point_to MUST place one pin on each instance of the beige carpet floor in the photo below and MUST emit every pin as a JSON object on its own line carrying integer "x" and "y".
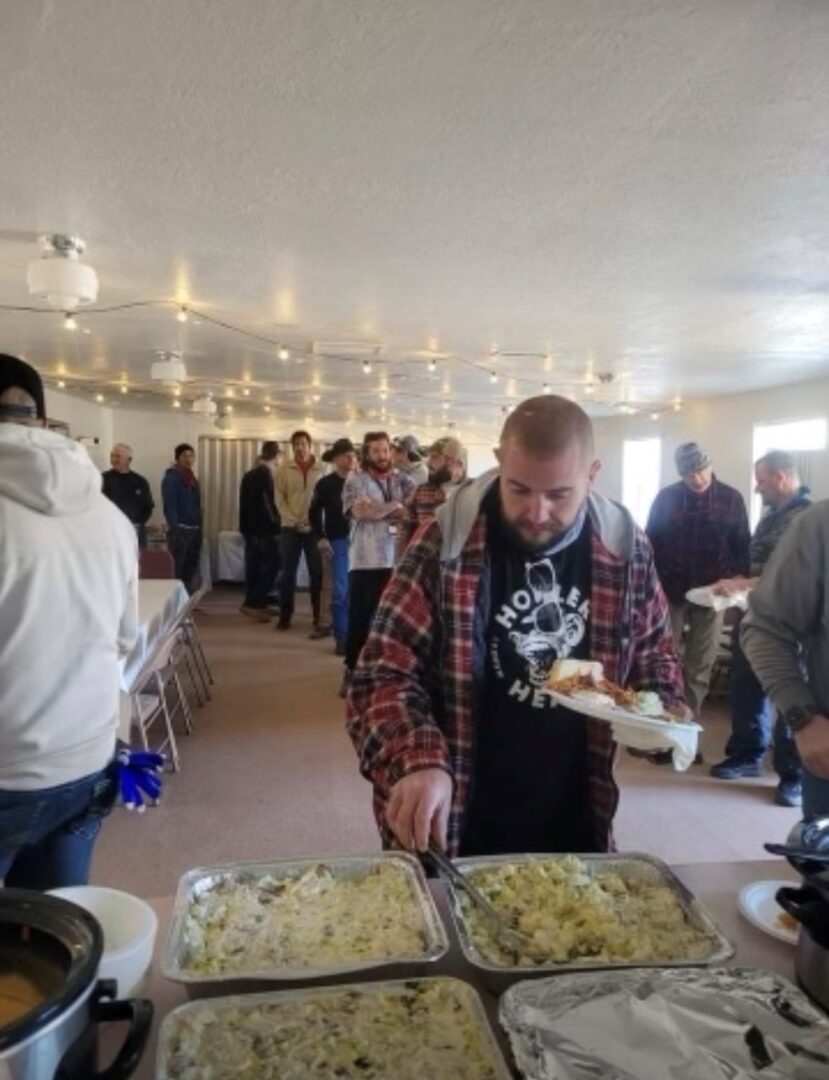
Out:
{"x": 270, "y": 771}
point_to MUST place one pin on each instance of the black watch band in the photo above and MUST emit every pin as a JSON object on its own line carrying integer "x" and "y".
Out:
{"x": 797, "y": 717}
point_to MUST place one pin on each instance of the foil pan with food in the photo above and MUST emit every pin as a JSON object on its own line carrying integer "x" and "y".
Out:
{"x": 674, "y": 1024}
{"x": 300, "y": 920}
{"x": 582, "y": 913}
{"x": 416, "y": 1029}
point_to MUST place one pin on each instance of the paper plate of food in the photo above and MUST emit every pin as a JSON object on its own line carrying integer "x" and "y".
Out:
{"x": 640, "y": 719}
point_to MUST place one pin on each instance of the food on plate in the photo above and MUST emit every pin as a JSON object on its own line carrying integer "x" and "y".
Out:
{"x": 425, "y": 1028}
{"x": 571, "y": 913}
{"x": 313, "y": 920}
{"x": 787, "y": 921}
{"x": 584, "y": 680}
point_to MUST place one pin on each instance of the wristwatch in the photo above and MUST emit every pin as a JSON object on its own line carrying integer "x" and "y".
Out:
{"x": 797, "y": 717}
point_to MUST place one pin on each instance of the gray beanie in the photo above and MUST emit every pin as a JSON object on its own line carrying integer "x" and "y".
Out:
{"x": 691, "y": 458}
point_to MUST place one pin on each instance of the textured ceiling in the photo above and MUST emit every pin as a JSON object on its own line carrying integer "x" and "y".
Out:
{"x": 636, "y": 188}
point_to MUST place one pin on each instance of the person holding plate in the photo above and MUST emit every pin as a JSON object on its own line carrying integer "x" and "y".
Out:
{"x": 448, "y": 706}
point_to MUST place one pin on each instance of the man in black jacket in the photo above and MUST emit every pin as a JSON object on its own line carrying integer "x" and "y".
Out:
{"x": 259, "y": 524}
{"x": 331, "y": 529}
{"x": 128, "y": 490}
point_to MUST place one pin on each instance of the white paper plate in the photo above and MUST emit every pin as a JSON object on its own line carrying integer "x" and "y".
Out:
{"x": 758, "y": 905}
{"x": 615, "y": 715}
{"x": 706, "y": 597}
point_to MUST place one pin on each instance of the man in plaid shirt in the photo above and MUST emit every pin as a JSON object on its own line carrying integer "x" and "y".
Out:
{"x": 448, "y": 709}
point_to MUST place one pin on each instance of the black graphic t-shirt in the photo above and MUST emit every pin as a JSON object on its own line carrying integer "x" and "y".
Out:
{"x": 530, "y": 779}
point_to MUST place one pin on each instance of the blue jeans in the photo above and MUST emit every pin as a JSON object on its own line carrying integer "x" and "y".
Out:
{"x": 751, "y": 714}
{"x": 46, "y": 836}
{"x": 815, "y": 796}
{"x": 340, "y": 589}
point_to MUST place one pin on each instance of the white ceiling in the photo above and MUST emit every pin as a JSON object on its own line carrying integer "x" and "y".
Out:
{"x": 637, "y": 187}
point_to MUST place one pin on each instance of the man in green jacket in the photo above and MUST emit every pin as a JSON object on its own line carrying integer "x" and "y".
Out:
{"x": 786, "y": 638}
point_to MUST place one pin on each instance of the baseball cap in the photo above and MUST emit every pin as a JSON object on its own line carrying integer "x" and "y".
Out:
{"x": 341, "y": 446}
{"x": 409, "y": 445}
{"x": 691, "y": 458}
{"x": 16, "y": 375}
{"x": 450, "y": 447}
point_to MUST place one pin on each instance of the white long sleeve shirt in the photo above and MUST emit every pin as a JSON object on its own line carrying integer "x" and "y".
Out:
{"x": 68, "y": 610}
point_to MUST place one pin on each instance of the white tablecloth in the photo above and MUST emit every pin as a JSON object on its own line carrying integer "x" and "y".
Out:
{"x": 159, "y": 603}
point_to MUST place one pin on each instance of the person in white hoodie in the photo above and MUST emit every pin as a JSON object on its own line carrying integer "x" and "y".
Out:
{"x": 68, "y": 610}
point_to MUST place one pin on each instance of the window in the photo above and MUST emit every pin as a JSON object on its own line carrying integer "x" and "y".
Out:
{"x": 792, "y": 435}
{"x": 641, "y": 471}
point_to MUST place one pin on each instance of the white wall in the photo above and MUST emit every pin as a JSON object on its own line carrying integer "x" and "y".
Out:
{"x": 723, "y": 427}
{"x": 86, "y": 420}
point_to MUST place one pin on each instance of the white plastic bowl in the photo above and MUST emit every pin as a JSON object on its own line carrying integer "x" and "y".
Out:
{"x": 130, "y": 927}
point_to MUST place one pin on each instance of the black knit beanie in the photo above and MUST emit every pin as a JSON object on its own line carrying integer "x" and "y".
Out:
{"x": 16, "y": 375}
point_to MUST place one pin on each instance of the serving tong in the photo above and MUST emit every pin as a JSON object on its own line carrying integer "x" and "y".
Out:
{"x": 511, "y": 940}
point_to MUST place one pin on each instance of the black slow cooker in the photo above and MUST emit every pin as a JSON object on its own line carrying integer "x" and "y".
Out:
{"x": 53, "y": 948}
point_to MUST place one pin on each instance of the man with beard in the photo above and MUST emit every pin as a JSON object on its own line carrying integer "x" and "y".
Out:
{"x": 374, "y": 499}
{"x": 446, "y": 462}
{"x": 448, "y": 709}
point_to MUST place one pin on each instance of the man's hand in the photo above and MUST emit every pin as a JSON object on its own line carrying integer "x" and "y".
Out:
{"x": 419, "y": 809}
{"x": 813, "y": 744}
{"x": 730, "y": 586}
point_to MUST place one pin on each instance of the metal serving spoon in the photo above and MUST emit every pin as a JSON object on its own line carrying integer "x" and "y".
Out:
{"x": 513, "y": 941}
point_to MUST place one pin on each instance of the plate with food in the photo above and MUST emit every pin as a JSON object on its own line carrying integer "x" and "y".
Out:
{"x": 581, "y": 685}
{"x": 758, "y": 903}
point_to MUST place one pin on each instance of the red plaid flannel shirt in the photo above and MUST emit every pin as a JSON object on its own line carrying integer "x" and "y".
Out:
{"x": 411, "y": 699}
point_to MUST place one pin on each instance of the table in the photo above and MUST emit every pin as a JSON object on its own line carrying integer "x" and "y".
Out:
{"x": 160, "y": 602}
{"x": 715, "y": 885}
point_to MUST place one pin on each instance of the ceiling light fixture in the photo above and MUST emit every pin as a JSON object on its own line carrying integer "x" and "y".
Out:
{"x": 58, "y": 278}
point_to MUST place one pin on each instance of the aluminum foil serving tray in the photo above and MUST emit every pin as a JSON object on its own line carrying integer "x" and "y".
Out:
{"x": 232, "y": 1009}
{"x": 174, "y": 962}
{"x": 498, "y": 977}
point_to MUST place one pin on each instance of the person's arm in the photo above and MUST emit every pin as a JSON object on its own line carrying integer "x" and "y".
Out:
{"x": 741, "y": 540}
{"x": 316, "y": 514}
{"x": 390, "y": 712}
{"x": 785, "y": 611}
{"x": 654, "y": 662}
{"x": 146, "y": 507}
{"x": 170, "y": 499}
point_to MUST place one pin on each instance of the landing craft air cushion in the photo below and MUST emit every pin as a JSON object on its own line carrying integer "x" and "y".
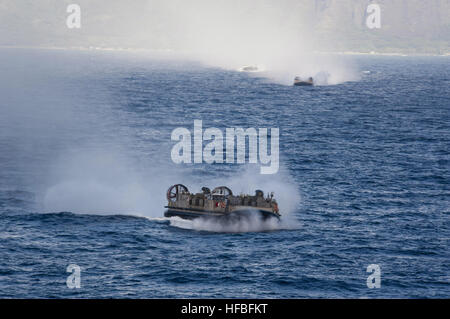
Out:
{"x": 219, "y": 203}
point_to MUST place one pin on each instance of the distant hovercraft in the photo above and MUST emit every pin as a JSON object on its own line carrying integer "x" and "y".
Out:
{"x": 299, "y": 82}
{"x": 219, "y": 203}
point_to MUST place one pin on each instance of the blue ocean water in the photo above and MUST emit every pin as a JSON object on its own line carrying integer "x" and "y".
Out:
{"x": 85, "y": 162}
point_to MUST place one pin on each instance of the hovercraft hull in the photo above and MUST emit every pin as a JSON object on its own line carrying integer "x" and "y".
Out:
{"x": 235, "y": 215}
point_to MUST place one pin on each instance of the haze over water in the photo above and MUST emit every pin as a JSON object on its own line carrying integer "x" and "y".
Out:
{"x": 85, "y": 163}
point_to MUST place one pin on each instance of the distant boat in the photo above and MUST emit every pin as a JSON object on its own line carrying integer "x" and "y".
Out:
{"x": 249, "y": 68}
{"x": 299, "y": 82}
{"x": 219, "y": 203}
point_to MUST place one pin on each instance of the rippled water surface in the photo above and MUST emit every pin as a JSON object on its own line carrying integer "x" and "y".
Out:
{"x": 85, "y": 163}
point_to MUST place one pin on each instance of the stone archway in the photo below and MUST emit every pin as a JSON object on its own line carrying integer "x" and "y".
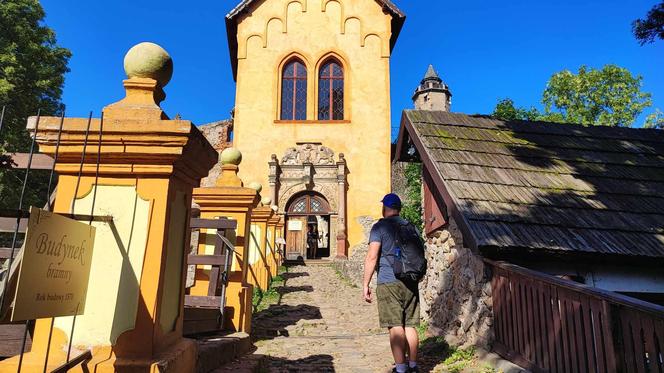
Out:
{"x": 312, "y": 167}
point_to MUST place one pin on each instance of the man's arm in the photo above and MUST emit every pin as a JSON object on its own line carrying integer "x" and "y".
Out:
{"x": 369, "y": 268}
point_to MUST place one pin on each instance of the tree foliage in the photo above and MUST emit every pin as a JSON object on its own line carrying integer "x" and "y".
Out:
{"x": 412, "y": 207}
{"x": 610, "y": 96}
{"x": 32, "y": 69}
{"x": 655, "y": 120}
{"x": 651, "y": 27}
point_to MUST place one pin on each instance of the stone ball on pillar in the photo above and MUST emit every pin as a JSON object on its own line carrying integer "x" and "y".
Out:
{"x": 149, "y": 60}
{"x": 231, "y": 156}
{"x": 256, "y": 186}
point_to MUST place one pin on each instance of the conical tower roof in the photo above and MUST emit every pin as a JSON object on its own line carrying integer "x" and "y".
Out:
{"x": 431, "y": 73}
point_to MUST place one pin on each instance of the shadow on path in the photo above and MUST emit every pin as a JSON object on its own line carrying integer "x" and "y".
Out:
{"x": 283, "y": 290}
{"x": 290, "y": 275}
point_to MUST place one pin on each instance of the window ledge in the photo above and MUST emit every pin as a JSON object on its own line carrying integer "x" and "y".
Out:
{"x": 279, "y": 121}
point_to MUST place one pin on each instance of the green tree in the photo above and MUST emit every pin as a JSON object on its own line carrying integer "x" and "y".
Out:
{"x": 609, "y": 96}
{"x": 651, "y": 27}
{"x": 32, "y": 69}
{"x": 412, "y": 207}
{"x": 655, "y": 120}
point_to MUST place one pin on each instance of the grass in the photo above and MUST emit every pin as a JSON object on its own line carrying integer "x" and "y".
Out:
{"x": 263, "y": 299}
{"x": 443, "y": 357}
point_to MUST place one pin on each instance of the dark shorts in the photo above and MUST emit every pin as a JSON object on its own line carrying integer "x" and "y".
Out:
{"x": 398, "y": 305}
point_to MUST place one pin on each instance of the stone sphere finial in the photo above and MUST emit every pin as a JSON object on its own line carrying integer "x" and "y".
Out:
{"x": 149, "y": 60}
{"x": 231, "y": 156}
{"x": 256, "y": 186}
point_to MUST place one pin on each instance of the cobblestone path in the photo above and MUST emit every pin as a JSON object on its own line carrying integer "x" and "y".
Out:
{"x": 321, "y": 324}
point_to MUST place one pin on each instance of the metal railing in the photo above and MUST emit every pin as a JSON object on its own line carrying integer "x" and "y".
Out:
{"x": 547, "y": 324}
{"x": 15, "y": 221}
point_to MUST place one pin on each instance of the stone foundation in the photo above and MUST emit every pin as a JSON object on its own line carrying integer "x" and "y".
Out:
{"x": 353, "y": 267}
{"x": 455, "y": 295}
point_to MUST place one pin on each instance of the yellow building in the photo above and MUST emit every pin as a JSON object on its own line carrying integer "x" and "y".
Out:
{"x": 312, "y": 114}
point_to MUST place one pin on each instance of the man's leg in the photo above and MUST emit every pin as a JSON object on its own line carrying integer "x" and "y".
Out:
{"x": 413, "y": 342}
{"x": 398, "y": 344}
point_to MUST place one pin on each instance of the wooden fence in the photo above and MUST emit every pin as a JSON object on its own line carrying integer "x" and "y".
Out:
{"x": 547, "y": 324}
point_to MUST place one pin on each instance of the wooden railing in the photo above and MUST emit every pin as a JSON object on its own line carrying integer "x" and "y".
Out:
{"x": 547, "y": 324}
{"x": 206, "y": 313}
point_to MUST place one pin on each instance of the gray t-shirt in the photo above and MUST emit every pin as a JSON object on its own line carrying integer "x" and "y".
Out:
{"x": 383, "y": 233}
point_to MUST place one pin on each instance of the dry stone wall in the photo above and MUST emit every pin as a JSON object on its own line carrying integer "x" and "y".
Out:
{"x": 455, "y": 295}
{"x": 353, "y": 267}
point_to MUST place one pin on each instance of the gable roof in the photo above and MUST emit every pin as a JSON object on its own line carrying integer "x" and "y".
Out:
{"x": 245, "y": 6}
{"x": 543, "y": 187}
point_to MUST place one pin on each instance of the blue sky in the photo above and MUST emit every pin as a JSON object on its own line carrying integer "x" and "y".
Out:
{"x": 484, "y": 50}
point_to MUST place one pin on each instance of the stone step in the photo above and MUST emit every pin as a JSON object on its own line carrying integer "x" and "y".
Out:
{"x": 248, "y": 364}
{"x": 217, "y": 351}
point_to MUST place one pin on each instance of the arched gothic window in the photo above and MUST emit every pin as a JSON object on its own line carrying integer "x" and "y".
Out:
{"x": 331, "y": 91}
{"x": 294, "y": 91}
{"x": 308, "y": 204}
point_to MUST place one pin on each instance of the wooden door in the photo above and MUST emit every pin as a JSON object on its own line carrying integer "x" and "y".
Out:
{"x": 296, "y": 237}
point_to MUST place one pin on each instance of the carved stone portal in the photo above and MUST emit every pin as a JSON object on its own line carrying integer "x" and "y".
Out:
{"x": 312, "y": 167}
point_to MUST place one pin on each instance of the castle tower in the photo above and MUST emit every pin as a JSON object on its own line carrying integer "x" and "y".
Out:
{"x": 432, "y": 94}
{"x": 312, "y": 112}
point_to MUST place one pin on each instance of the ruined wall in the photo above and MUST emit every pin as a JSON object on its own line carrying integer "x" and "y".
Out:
{"x": 455, "y": 295}
{"x": 219, "y": 134}
{"x": 353, "y": 267}
{"x": 399, "y": 183}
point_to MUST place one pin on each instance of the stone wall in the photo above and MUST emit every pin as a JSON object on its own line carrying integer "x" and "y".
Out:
{"x": 455, "y": 295}
{"x": 353, "y": 267}
{"x": 399, "y": 178}
{"x": 219, "y": 134}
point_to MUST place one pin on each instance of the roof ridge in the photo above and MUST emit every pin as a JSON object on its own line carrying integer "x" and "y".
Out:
{"x": 576, "y": 126}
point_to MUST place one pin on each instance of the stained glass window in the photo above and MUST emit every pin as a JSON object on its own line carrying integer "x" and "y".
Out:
{"x": 309, "y": 205}
{"x": 300, "y": 206}
{"x": 294, "y": 91}
{"x": 331, "y": 91}
{"x": 316, "y": 206}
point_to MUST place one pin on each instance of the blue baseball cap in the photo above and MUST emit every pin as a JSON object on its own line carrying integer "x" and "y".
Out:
{"x": 392, "y": 201}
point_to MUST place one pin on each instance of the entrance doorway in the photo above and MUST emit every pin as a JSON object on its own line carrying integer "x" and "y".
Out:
{"x": 307, "y": 227}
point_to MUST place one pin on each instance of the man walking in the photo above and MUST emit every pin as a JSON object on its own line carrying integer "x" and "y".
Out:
{"x": 398, "y": 301}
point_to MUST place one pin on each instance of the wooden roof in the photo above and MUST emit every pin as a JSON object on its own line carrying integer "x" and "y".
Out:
{"x": 245, "y": 6}
{"x": 534, "y": 186}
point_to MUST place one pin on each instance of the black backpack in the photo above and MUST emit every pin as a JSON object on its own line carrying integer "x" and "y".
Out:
{"x": 409, "y": 264}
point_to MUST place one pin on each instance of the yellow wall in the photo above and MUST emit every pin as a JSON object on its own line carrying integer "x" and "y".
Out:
{"x": 119, "y": 253}
{"x": 358, "y": 33}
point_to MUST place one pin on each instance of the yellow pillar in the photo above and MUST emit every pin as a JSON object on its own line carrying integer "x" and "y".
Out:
{"x": 132, "y": 319}
{"x": 230, "y": 199}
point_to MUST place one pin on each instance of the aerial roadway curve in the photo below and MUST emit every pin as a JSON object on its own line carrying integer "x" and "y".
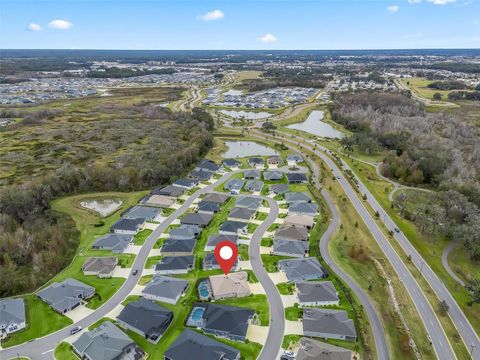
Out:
{"x": 43, "y": 348}
{"x": 464, "y": 327}
{"x": 440, "y": 343}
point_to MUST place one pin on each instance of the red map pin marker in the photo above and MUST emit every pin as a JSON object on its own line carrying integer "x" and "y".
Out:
{"x": 226, "y": 253}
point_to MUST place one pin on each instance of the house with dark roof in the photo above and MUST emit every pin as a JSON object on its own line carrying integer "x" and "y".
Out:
{"x": 293, "y": 248}
{"x": 233, "y": 228}
{"x": 127, "y": 226}
{"x": 254, "y": 186}
{"x": 241, "y": 214}
{"x": 66, "y": 295}
{"x": 311, "y": 349}
{"x": 328, "y": 324}
{"x": 278, "y": 189}
{"x": 252, "y": 174}
{"x": 117, "y": 243}
{"x": 225, "y": 321}
{"x": 165, "y": 289}
{"x": 106, "y": 342}
{"x": 208, "y": 207}
{"x": 199, "y": 219}
{"x": 204, "y": 348}
{"x": 313, "y": 293}
{"x": 302, "y": 269}
{"x": 185, "y": 183}
{"x": 208, "y": 166}
{"x": 148, "y": 213}
{"x": 273, "y": 175}
{"x": 256, "y": 162}
{"x": 175, "y": 247}
{"x": 101, "y": 267}
{"x": 297, "y": 178}
{"x": 232, "y": 164}
{"x": 175, "y": 265}
{"x": 291, "y": 233}
{"x": 12, "y": 316}
{"x": 145, "y": 318}
{"x": 216, "y": 198}
{"x": 214, "y": 239}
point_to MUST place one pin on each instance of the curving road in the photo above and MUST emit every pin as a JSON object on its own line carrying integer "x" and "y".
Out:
{"x": 42, "y": 348}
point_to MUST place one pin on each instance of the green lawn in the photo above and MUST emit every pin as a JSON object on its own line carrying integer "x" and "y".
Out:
{"x": 41, "y": 320}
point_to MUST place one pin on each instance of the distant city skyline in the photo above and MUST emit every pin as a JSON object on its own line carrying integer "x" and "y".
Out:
{"x": 252, "y": 25}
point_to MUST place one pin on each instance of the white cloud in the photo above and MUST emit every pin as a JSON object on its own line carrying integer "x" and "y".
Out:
{"x": 440, "y": 2}
{"x": 267, "y": 38}
{"x": 34, "y": 27}
{"x": 212, "y": 15}
{"x": 60, "y": 24}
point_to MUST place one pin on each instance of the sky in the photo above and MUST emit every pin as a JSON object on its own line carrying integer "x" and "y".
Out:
{"x": 239, "y": 24}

§ **Exercise**: Reproduce only those lines of the entries above that run from the line with "point_to MUST place one pin on each instance of the curving" to the final line.

§ **Solution below**:
point_to MUST place one pin on each instance of the curving road in the photo above and MUST emit every pin as a JSON object on its own line carrying integer "x" and "y".
Out:
{"x": 42, "y": 348}
point_to MUST place one pin on each instance of the green lawn in the photo above and MUST emit every pin as a JSON object on its own line carrying integer "x" and "y".
Out:
{"x": 41, "y": 320}
point_to MUST place one pin on each instance of the distant city skyline in the photo above and MUST emit every pin as a JSON object on its own line carrying integer "x" and "y".
Out:
{"x": 252, "y": 25}
point_to MUST place one pin on each instance of the white cloud in the photo above and MUST emit every pin as a JSON object on its own line carrying integer "x" and "y".
Out:
{"x": 440, "y": 2}
{"x": 267, "y": 38}
{"x": 34, "y": 27}
{"x": 212, "y": 15}
{"x": 60, "y": 24}
point_to MUST place one pin on each instance of the sky in the photo above and MUST emit every pin as a JSON object on its own line carrying integer "x" and "y".
Out:
{"x": 239, "y": 24}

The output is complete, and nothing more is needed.